What you should do:
Copy everything from the start of the listing down to and including the line containing "<point>373,332</point>", switching "spectator standing" to "standing onlooker" and leaving all else unchanged. Leave the pictures out of your answer.
# # # # #
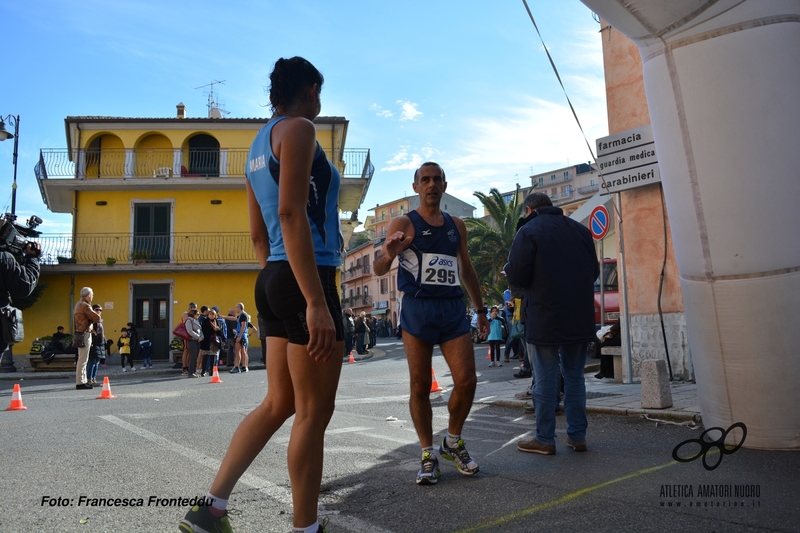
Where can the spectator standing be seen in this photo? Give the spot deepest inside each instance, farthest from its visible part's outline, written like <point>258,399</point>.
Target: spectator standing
<point>195,332</point>
<point>349,331</point>
<point>554,258</point>
<point>209,345</point>
<point>98,347</point>
<point>241,362</point>
<point>83,318</point>
<point>146,351</point>
<point>230,338</point>
<point>362,333</point>
<point>373,332</point>
<point>125,350</point>
<point>495,338</point>
<point>133,333</point>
# # # # #
Reply:
Where can the standing onlooker be seen in this photo? Give the spot deepest inside each instance, farthest from its visible part's outline, written like <point>258,399</point>.
Target: standing onlooker
<point>195,332</point>
<point>349,331</point>
<point>554,258</point>
<point>209,345</point>
<point>98,347</point>
<point>241,362</point>
<point>83,318</point>
<point>146,351</point>
<point>230,338</point>
<point>362,333</point>
<point>373,332</point>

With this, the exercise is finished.